WORK TO COMPLETE:
Please give the records below again, starting with the line that contains "of the floor." and going on through the line that contains "x=121, y=159", with "instance" swapped for "occurrence" and all else unchanged.

MATERIAL FOR THIS TASK:
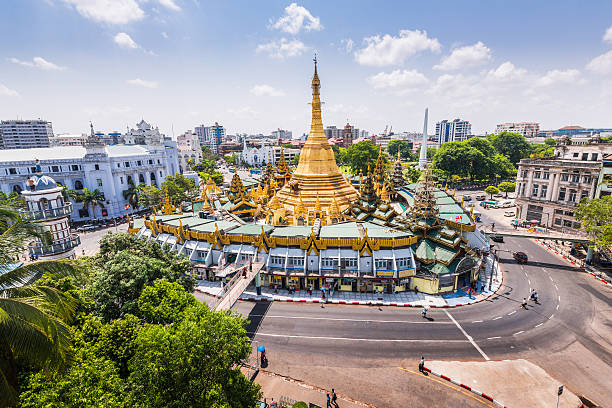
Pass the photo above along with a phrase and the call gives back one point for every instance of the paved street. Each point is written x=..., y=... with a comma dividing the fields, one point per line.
x=568, y=334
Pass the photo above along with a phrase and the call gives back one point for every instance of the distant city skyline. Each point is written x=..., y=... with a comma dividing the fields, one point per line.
x=182, y=63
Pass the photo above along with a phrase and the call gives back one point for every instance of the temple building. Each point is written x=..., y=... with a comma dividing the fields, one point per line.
x=317, y=178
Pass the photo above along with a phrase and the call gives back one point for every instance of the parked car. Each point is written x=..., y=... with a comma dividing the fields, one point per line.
x=496, y=238
x=520, y=257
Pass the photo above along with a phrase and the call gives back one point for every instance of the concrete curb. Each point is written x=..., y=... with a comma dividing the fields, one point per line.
x=605, y=282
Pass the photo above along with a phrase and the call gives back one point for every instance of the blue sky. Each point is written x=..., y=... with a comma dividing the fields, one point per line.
x=248, y=64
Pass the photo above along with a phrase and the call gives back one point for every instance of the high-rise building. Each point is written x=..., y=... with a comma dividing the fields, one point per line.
x=527, y=129
x=25, y=134
x=211, y=136
x=456, y=131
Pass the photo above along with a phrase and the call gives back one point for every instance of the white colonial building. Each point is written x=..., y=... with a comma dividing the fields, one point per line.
x=109, y=169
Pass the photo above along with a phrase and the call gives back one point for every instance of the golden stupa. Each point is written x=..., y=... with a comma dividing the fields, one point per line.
x=317, y=179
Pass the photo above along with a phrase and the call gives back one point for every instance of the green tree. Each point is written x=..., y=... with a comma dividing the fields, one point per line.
x=180, y=188
x=33, y=317
x=491, y=190
x=513, y=145
x=164, y=302
x=193, y=363
x=361, y=155
x=404, y=147
x=595, y=217
x=507, y=187
x=91, y=199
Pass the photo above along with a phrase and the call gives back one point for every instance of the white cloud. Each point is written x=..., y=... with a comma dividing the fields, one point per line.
x=142, y=82
x=601, y=64
x=245, y=112
x=123, y=40
x=556, y=76
x=108, y=11
x=399, y=80
x=266, y=90
x=295, y=18
x=347, y=44
x=389, y=50
x=6, y=91
x=608, y=35
x=507, y=72
x=283, y=48
x=465, y=57
x=38, y=62
x=170, y=4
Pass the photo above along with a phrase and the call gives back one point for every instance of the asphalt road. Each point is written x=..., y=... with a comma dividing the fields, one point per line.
x=573, y=312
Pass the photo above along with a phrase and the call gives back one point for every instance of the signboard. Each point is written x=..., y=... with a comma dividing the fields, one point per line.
x=384, y=273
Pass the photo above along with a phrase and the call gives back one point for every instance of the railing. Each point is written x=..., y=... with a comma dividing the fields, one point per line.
x=39, y=249
x=48, y=213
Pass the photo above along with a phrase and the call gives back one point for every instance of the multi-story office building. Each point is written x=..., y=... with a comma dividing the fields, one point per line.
x=572, y=131
x=549, y=189
x=108, y=168
x=25, y=134
x=211, y=136
x=453, y=131
x=527, y=129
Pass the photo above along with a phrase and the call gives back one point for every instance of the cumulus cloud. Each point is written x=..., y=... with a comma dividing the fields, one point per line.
x=295, y=19
x=389, y=50
x=123, y=40
x=608, y=35
x=142, y=82
x=601, y=64
x=465, y=57
x=38, y=62
x=6, y=91
x=556, y=76
x=266, y=90
x=170, y=4
x=507, y=72
x=108, y=11
x=398, y=80
x=283, y=48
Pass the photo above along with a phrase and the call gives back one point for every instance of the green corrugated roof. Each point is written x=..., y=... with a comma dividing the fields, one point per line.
x=251, y=229
x=293, y=231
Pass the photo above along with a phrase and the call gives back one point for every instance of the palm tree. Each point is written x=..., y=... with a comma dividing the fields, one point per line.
x=91, y=198
x=32, y=317
x=132, y=194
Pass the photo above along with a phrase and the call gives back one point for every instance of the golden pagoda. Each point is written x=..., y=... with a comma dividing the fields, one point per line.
x=317, y=177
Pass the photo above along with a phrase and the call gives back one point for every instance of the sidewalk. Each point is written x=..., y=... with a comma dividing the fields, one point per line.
x=402, y=299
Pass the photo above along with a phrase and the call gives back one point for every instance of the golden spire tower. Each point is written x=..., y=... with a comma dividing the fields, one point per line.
x=317, y=172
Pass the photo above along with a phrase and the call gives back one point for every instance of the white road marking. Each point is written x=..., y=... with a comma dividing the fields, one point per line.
x=353, y=320
x=292, y=336
x=467, y=336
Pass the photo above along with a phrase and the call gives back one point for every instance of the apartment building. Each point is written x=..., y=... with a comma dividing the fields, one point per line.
x=549, y=189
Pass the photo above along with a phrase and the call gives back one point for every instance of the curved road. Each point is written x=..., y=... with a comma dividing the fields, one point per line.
x=568, y=334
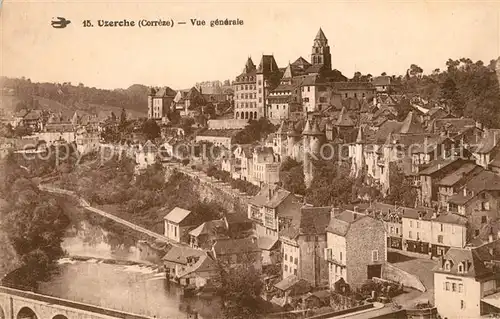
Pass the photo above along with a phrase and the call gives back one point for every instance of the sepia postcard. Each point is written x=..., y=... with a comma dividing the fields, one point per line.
x=249, y=159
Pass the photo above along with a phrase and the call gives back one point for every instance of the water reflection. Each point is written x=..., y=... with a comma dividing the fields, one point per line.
x=132, y=288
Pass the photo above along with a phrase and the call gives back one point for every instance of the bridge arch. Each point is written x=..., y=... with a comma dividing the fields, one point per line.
x=27, y=313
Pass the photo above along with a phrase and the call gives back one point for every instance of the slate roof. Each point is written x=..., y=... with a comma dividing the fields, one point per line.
x=301, y=63
x=488, y=142
x=451, y=218
x=458, y=175
x=235, y=246
x=291, y=282
x=267, y=65
x=203, y=264
x=437, y=165
x=177, y=215
x=278, y=195
x=341, y=223
x=207, y=228
x=180, y=254
x=475, y=266
x=267, y=243
x=411, y=124
x=344, y=120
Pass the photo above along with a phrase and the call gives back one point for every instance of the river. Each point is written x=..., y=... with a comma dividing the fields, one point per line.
x=139, y=289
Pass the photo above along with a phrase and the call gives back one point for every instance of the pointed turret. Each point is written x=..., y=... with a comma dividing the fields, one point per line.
x=249, y=66
x=320, y=35
x=288, y=74
x=283, y=129
x=307, y=128
x=360, y=138
x=315, y=129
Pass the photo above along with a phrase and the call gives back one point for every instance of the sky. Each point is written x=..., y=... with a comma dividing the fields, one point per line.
x=366, y=36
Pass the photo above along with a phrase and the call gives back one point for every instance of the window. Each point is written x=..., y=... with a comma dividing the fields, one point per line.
x=447, y=266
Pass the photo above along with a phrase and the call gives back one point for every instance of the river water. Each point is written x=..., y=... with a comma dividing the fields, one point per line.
x=139, y=289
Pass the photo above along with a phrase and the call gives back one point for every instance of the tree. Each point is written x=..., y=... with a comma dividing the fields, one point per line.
x=401, y=192
x=123, y=118
x=151, y=129
x=254, y=131
x=239, y=289
x=331, y=185
x=292, y=176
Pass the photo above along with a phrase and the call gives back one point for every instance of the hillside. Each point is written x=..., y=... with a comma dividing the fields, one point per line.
x=65, y=97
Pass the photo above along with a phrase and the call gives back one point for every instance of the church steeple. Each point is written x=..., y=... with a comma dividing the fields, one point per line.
x=321, y=51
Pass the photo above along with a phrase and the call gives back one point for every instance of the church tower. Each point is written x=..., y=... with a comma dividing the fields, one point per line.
x=321, y=51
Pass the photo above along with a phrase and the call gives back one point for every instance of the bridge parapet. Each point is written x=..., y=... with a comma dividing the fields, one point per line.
x=19, y=304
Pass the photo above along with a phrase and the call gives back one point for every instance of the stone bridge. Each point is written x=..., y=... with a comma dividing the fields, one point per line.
x=20, y=304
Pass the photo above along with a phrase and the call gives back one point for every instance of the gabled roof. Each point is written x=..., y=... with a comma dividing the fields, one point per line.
x=177, y=215
x=411, y=125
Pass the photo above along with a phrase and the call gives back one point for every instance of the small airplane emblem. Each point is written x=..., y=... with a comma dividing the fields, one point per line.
x=59, y=23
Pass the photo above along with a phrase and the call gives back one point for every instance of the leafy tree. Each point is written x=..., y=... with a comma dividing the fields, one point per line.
x=255, y=131
x=331, y=185
x=239, y=289
x=292, y=176
x=401, y=192
x=151, y=129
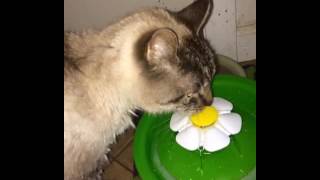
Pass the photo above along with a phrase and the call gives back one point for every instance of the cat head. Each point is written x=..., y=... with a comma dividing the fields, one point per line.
x=178, y=70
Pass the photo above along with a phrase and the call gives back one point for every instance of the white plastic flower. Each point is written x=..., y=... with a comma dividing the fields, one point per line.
x=209, y=129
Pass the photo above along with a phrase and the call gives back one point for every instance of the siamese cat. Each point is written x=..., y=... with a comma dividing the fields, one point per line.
x=154, y=60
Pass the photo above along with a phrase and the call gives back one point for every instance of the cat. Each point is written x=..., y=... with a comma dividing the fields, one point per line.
x=153, y=60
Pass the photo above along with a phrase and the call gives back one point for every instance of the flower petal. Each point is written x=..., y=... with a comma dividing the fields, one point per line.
x=179, y=121
x=222, y=105
x=230, y=122
x=215, y=140
x=189, y=138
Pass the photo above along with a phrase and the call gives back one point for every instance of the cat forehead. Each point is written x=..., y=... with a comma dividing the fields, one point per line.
x=196, y=57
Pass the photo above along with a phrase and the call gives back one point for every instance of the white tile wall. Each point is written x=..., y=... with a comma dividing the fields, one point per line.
x=231, y=29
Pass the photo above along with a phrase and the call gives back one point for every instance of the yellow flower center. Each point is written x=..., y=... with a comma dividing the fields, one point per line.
x=206, y=117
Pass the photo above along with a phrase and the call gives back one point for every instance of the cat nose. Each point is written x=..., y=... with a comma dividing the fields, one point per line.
x=207, y=97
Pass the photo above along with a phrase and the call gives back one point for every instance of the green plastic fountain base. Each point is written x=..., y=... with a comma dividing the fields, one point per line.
x=158, y=157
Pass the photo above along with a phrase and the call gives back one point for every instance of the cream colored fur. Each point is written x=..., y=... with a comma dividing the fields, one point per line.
x=98, y=100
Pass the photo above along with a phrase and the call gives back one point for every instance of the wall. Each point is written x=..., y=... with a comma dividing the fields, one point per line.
x=231, y=29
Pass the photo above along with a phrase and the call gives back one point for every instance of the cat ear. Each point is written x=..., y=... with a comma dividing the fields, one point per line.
x=197, y=14
x=162, y=46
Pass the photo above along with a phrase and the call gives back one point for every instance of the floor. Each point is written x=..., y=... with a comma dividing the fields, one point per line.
x=121, y=159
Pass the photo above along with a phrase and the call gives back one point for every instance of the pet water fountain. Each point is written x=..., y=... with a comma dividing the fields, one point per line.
x=160, y=154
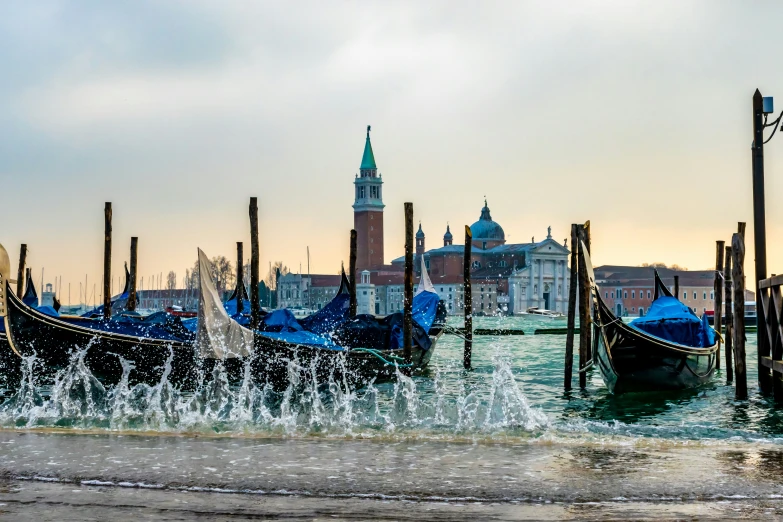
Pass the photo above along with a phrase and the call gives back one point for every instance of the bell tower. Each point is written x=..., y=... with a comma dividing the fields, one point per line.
x=368, y=211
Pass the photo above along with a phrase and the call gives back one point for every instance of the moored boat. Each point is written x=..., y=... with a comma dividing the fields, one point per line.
x=156, y=351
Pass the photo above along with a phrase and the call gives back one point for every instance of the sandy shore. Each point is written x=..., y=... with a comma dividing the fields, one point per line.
x=47, y=476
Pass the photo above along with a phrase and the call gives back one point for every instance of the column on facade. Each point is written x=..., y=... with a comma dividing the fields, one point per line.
x=554, y=284
x=540, y=281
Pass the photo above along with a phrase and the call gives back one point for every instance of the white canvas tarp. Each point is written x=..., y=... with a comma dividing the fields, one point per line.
x=425, y=285
x=218, y=336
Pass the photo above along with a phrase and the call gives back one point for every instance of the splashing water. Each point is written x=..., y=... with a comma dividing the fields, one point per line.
x=305, y=407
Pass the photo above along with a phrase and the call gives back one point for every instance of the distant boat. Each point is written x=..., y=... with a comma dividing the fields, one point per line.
x=668, y=349
x=542, y=312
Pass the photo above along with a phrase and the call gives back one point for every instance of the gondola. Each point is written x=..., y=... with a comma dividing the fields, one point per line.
x=633, y=360
x=156, y=353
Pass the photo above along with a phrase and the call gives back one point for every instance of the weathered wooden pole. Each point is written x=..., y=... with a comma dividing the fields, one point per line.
x=759, y=237
x=718, y=295
x=572, y=285
x=467, y=299
x=107, y=260
x=584, y=310
x=729, y=348
x=407, y=313
x=255, y=304
x=352, y=274
x=738, y=276
x=132, y=300
x=20, y=273
x=240, y=278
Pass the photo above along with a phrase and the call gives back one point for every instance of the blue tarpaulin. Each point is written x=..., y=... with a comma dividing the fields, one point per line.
x=672, y=321
x=425, y=306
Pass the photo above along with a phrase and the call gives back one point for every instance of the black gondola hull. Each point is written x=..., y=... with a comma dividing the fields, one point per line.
x=55, y=342
x=632, y=361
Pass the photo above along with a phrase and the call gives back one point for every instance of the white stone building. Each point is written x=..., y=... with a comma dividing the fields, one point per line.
x=543, y=281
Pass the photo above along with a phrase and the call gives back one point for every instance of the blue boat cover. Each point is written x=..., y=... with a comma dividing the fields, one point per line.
x=425, y=307
x=328, y=317
x=672, y=321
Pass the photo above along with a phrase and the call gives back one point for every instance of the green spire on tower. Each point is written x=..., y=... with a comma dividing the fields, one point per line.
x=368, y=159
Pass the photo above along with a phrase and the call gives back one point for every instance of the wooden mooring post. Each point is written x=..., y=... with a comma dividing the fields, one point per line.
x=240, y=277
x=717, y=289
x=569, y=362
x=107, y=260
x=20, y=273
x=255, y=303
x=729, y=348
x=407, y=312
x=759, y=238
x=467, y=299
x=352, y=274
x=585, y=336
x=132, y=301
x=738, y=329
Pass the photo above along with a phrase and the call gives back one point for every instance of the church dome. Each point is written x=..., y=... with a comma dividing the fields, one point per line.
x=485, y=228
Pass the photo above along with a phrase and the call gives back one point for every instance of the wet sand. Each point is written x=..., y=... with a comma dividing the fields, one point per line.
x=41, y=501
x=101, y=476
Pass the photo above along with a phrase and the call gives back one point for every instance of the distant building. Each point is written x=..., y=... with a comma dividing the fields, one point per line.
x=521, y=275
x=629, y=290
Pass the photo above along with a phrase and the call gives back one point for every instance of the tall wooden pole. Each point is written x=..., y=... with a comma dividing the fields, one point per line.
x=352, y=274
x=718, y=293
x=584, y=310
x=107, y=261
x=572, y=285
x=759, y=236
x=132, y=300
x=729, y=348
x=407, y=317
x=738, y=276
x=467, y=298
x=20, y=273
x=255, y=304
x=240, y=278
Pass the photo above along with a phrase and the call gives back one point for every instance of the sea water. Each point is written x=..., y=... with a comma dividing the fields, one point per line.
x=515, y=389
x=505, y=430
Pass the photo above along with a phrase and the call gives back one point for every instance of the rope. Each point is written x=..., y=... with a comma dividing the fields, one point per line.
x=586, y=367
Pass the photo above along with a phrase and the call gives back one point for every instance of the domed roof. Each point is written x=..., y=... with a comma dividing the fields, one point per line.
x=485, y=228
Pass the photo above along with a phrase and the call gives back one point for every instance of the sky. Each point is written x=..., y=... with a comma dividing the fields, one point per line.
x=633, y=115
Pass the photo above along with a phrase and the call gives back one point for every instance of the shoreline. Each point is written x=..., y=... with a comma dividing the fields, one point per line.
x=43, y=501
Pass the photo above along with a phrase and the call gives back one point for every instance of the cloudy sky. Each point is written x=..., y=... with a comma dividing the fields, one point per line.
x=634, y=115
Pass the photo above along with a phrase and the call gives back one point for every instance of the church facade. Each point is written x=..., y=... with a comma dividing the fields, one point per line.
x=506, y=278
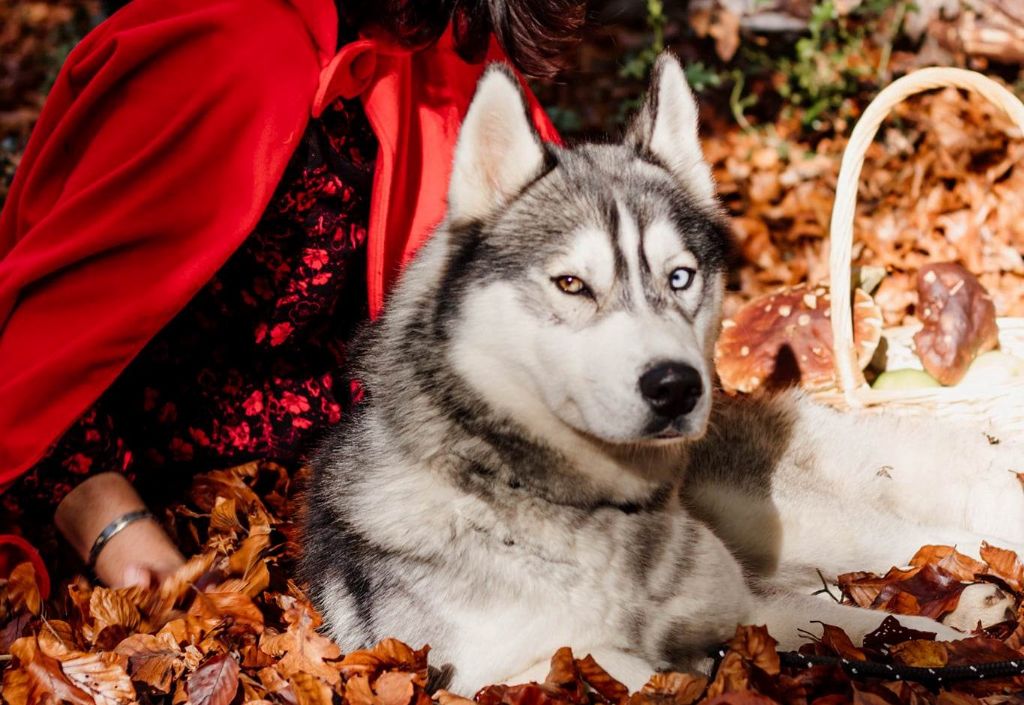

RESULT:
Pass the photo above along with a phrase and the call gives back one point for every occurrence of the floor. Each point is written x=..., y=... with a comma dividing the fields, one point per line.
x=121, y=159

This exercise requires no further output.